Page =

DISTURBING THE PEACE /
Vaclav Havel (1936-2011) was a playwright, essayist, political dissident, and president of Czechoslovakia and the Czech Republic. He became well known as a dramatist in the 1960s, when his plays The Garden Party and The Memorandum were performed on theatre stages around the world. In the period of political orthodoxy that arose in Czechoslovakia in the late 1960s, Communist authorities forbade the publication or performance of Havel’s work. He still continued to write and became an outspoken advocate for human rights. In the 1970s, he was one of the authors of Charter 77—a manifesto calling on the Czechoslovak government to honor the human rights provisions of the Helsinki Accords, which it had signed. Over the next two decades, Havel would be arrested many times for his alleged anti-state activities and was sentenced to more than four years in prison in 1979. Throughout this time, Havel continued to write and advocate on behalf of oppressed peoples in his own country and elsewhere. Among his writings was his seminal essay “The Power of the Powerless” and a play, The Conspirators, which would first be performed some 35 years later.

[Stored records]
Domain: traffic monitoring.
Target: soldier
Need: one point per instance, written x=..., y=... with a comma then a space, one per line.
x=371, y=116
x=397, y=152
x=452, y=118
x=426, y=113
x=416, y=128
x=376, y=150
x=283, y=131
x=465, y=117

Requests =
A – According to the Havel passage, in what year was Havel sentenced to more than four years in prison?
B – Please rewrite all the rows with "soldier" swapped for "pedestrian", leaving everything else in them unchanged.
The Havel passage and the rows come from unrelated sources.

Answers for the tasks =
A – 1979

B –
Domain: traffic monitoring.
Target: pedestrian
Need: one point per instance, written x=..., y=... with a comma then a space, one per line.
x=371, y=116
x=397, y=152
x=452, y=118
x=426, y=113
x=416, y=128
x=376, y=150
x=283, y=131
x=465, y=117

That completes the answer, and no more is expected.